* **TEXT SEGMENT**:
------------------------------
All it takes is a simple logic exercise to know that edge rushers are some of the most important players on defense. Who is the most critical player on any given snap? The quarterback. And how can defenses stop quarterbacks? By making them uncomfortable. Edge rushers are key in that equation, but does the 2022 NFL Draft have the necessary talent? Look no further than the NFL Draft scouting profile of Minnesota DE Boye Mafe to find the answer.
Boye Mafe NFL Draft Profile
- Position: Defensive End
- School: Minnesota
- Current Year: Redshirt Senior
- Height: 6’3 1/2″
- Weight: 255 pounds
- Wingspan: 81 1/4″
- Length: 33 3/8″
- Hand: 9 3/4″
Boye Mafe Scouting Report
It’s been a long time since we’ve seen an edge rusher class as strong as this one. Kayvon Thibodeaux and Aidan Hutchinson are the headliners, with David Ojabo, George Karlaftis, and Travon Walker right on their heels.
That’s five bona fide first-round talents, but it doesn’t end there. You could argue that at least a dozen have immediate starting ability. Arnold Ebiketie, Jermaine Johnson II, Kingsley Enagbare, Sam Williams, Cameron Thomas, Myjai Sanders, Drake Jackson — the list goes on.
------------------------------
* **WHAT YOU ARE ASKED TO DO**:
Please rewrite the paragraph of the draft profile above that begins "It's been a long time" as a short list that keeps its main facts.
------------------------------
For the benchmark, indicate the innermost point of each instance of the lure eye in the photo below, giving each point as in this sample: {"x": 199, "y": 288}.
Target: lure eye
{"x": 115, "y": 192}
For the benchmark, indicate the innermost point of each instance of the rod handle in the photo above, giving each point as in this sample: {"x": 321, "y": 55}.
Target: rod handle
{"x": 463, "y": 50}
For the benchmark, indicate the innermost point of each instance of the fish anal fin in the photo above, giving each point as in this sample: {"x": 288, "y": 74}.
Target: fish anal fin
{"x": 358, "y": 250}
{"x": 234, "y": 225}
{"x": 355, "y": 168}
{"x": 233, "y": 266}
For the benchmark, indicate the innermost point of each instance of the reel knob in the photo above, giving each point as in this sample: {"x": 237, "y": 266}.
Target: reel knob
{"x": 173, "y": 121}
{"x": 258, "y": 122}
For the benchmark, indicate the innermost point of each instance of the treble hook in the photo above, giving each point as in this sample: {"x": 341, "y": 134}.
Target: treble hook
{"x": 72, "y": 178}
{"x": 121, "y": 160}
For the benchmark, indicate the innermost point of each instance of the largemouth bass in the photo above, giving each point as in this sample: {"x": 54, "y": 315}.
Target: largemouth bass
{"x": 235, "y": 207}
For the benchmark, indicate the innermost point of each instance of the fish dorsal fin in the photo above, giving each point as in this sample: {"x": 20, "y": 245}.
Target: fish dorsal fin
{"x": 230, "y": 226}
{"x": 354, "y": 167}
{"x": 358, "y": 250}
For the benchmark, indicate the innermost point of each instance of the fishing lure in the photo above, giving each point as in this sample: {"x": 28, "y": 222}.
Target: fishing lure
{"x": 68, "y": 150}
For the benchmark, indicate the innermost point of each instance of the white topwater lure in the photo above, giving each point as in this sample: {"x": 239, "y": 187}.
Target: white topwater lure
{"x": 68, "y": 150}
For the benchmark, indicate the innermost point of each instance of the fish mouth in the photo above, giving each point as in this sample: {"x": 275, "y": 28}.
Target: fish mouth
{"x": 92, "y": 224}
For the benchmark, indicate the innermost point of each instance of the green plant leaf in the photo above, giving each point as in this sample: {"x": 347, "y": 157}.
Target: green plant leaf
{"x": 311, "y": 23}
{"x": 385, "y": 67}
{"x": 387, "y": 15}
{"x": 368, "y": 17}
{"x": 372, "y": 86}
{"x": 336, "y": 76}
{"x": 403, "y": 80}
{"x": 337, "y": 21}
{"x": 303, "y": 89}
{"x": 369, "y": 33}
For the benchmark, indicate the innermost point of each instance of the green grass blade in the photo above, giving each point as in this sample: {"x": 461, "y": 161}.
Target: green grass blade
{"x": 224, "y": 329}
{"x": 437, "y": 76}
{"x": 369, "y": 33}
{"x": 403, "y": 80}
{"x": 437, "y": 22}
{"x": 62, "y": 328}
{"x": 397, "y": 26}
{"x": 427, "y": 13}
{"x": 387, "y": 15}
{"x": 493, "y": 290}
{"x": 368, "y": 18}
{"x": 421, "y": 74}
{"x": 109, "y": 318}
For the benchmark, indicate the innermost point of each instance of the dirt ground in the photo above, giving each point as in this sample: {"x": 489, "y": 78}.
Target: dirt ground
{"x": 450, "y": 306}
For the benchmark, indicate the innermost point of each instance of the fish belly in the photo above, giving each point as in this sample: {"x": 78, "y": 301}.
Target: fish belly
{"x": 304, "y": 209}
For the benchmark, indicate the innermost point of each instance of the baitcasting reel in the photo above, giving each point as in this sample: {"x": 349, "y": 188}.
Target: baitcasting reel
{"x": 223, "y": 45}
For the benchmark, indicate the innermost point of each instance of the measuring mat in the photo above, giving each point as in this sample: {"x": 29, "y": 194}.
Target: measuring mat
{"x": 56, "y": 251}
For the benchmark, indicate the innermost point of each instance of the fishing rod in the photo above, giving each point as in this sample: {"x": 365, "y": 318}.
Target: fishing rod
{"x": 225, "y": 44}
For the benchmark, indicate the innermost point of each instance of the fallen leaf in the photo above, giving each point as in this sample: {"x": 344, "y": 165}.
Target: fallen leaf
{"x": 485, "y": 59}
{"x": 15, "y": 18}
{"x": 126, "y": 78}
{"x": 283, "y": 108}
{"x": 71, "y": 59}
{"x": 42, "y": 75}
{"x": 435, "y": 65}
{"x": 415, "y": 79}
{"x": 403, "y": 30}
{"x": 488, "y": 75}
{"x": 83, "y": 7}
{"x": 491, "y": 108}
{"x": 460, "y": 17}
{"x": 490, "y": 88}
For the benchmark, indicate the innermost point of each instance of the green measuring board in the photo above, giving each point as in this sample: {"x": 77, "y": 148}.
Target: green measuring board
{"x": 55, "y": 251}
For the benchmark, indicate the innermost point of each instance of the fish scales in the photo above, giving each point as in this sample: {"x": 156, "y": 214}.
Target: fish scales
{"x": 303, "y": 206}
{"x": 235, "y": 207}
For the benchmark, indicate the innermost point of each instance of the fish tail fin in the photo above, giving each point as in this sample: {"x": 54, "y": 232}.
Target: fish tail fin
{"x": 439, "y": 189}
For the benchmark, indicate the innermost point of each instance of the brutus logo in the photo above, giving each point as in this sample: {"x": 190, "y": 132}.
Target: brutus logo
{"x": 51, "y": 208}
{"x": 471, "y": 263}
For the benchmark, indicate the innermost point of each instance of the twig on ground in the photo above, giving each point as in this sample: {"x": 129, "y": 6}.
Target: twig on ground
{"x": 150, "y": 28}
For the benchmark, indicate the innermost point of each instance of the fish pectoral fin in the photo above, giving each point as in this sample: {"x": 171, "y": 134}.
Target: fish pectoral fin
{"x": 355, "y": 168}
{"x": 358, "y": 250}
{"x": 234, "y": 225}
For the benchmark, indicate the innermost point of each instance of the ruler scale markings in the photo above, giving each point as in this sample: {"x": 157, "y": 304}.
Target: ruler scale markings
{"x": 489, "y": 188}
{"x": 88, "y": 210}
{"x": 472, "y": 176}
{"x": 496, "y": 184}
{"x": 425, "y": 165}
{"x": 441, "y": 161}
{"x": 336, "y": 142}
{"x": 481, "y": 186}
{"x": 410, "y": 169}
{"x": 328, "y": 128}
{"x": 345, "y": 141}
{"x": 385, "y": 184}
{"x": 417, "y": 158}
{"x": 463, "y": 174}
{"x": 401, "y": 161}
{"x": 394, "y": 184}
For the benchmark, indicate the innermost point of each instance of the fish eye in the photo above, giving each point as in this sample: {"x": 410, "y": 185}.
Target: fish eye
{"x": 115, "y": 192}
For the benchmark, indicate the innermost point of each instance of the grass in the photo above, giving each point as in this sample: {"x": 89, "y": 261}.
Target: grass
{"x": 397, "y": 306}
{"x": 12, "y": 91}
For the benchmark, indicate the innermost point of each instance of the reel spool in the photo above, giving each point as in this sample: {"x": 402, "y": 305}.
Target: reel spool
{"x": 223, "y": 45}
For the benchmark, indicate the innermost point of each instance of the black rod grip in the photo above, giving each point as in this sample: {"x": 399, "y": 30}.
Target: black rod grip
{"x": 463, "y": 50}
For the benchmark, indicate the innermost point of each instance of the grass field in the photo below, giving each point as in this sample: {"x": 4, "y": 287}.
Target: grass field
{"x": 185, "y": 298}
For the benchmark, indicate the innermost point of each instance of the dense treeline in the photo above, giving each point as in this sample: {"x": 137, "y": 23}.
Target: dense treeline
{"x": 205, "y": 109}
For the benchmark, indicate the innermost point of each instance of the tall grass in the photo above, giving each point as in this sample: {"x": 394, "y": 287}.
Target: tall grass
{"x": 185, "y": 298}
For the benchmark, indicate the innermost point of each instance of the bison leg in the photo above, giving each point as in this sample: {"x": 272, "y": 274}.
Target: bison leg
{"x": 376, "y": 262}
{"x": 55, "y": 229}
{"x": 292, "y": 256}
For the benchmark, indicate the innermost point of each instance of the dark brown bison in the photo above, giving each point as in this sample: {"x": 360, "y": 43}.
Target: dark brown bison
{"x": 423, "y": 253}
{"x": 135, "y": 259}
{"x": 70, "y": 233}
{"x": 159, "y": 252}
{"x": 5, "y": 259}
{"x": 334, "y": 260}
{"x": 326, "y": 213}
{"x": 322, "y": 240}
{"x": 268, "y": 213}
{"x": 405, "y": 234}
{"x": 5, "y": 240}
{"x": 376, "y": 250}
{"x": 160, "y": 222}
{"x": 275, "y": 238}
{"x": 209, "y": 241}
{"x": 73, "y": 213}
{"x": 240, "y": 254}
------------------------------
* **RESULT OF THIS TASK**:
- It has been a long time since an edge rusher class this strong.
- Headliners: Kayvon Thibodeaux and Aidan Hutchinson.
- Right behind them: David Ojabo, George Karlaftis, and Travon Walker.